**Exercise aim:** Set down every record below exactly as written.

━━ Source material ━━

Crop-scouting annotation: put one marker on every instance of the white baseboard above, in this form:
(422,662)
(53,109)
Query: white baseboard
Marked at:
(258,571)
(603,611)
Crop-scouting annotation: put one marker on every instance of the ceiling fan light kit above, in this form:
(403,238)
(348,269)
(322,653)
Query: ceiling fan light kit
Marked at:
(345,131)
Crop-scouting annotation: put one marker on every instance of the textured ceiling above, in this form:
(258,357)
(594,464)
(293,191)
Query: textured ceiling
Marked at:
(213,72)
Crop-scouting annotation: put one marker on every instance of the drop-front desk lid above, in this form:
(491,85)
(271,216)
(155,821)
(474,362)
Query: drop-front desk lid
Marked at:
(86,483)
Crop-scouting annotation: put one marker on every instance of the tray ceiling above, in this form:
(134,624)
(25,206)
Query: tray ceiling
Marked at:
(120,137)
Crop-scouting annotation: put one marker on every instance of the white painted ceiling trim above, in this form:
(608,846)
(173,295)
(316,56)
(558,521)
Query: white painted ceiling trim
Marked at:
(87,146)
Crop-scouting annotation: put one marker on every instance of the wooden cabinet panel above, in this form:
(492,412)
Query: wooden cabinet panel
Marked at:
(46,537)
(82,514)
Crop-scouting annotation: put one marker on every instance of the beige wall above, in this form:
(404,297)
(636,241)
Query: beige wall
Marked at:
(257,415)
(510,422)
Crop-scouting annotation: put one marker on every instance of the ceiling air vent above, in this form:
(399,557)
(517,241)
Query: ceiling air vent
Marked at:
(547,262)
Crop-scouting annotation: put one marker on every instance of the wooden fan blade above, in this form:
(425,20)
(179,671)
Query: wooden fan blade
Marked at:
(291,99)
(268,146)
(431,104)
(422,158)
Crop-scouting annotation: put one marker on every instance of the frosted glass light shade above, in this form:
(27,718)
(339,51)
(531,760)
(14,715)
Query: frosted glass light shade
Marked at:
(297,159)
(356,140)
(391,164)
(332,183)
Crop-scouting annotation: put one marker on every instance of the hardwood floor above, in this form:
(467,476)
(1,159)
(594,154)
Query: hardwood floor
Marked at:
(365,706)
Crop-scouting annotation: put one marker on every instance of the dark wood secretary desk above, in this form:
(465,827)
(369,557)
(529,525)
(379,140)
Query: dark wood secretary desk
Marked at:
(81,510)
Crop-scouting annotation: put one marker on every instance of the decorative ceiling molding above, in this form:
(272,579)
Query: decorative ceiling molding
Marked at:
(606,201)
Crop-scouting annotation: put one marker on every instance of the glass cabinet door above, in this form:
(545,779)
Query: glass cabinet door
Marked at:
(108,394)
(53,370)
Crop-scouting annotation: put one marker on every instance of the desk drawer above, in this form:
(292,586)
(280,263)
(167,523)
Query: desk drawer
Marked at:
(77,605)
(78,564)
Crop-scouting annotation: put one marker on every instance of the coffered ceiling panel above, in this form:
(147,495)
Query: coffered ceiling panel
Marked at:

━━━

**Your solution:**
Crop-scouting annotation: put one marker on every instance of the white baseboard above, in this form:
(422,662)
(53,109)
Query: white baseboard
Marked at:
(258,571)
(603,611)
Crop-scouting annotation: put one marker on every instance of the ceiling fan light kit above, in this form:
(403,238)
(348,269)
(322,653)
Query: ceiling fan light kit
Marked at:
(345,131)
Crop-scouting annotation: put one marker on every instance of the textured ceiling above, in this form:
(258,357)
(594,464)
(293,191)
Query: textured ceiling
Marked at:
(213,72)
Crop-scouting annotation: put one marker on every instance of the drop-front desk lid above, in this form:
(491,85)
(271,216)
(155,821)
(474,362)
Query: drop-front desk lid
Marked at:
(86,483)
Crop-scouting annotation: put one marker on every instance of the tray ceiling above, in this form:
(134,624)
(25,206)
Query: tray ceiling
Marked at:
(120,137)
Crop-scouting annotation: put one marker on every instance of the white painted ceiling trim above, in this form:
(608,846)
(173,295)
(316,56)
(558,521)
Query: white painted ceiling trim
Marked at:
(87,146)
Crop-scouting annotation: put one marker on every instance of the wooden cabinet panel above, in this form:
(492,412)
Query: wooden cabinet panel
Marked at:
(46,537)
(82,514)
Crop-scouting annotation: put one marker on every instance of the beige wall above, in this form:
(404,297)
(636,241)
Query: beige wall
Marked at:
(257,415)
(510,422)
Crop-scouting annotation: put one marker on every instance of the ceiling air vent above, in this form:
(399,557)
(517,241)
Query: ceiling air vent
Marked at:
(547,262)
Crop-scouting annotation: put one marker on every instance of the wooden fan blade above, in this form:
(425,20)
(179,671)
Query: wooden fan blade
Marked at:
(291,99)
(268,146)
(431,104)
(422,158)
Crop-scouting annotation: put one marker on every instance of the frosted glass light shade above, in this form:
(27,718)
(339,51)
(531,760)
(14,715)
Query: frosted glass light shade
Marked at:
(297,159)
(356,140)
(391,164)
(332,183)
Crop-scouting annotation: put one marker on every instance of the hardwood floor above, in this form:
(467,476)
(1,159)
(594,154)
Query: hardwood floor
Marked at:
(365,706)
Crop-scouting annotation: put one marker on every instance of the dark wood secretary desk above, in this form:
(465,827)
(369,557)
(529,525)
(379,140)
Query: dark wood secretary desk
Marked at:
(81,510)
Crop-scouting annotation: put one marker on every instance of the decorative ceiling molding above, in this form:
(272,579)
Query: decorative ceiling molding
Marked at:
(606,201)
Crop-scouting annotation: put one marker on every instance of the glass cabinet door above, in this form:
(545,779)
Query: glass cabinet door
Marked at:
(108,394)
(53,370)
Crop-scouting annotation: put one marker on every instance of the desk drawer above, in this form:
(292,586)
(280,263)
(167,523)
Query: desk drawer
Marked at:
(77,605)
(78,564)
Crop-scouting annotation: put one marker on every instance of the coffered ceiling panel above, in this form:
(147,495)
Query: coffered ceiling panel
Marked at:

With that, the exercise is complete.